* PROBLEM TO WORK ON
Go through the records and count the lines where the string "each" occurs. Reply with the number only.

#### SOURCE DATA

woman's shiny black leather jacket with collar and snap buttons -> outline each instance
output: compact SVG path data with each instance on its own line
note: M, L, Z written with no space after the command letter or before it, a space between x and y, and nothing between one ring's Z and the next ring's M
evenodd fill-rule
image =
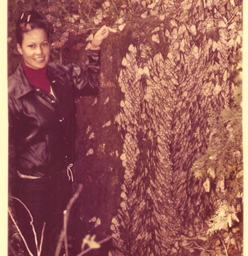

########

* EXERCISE RESPONSE
2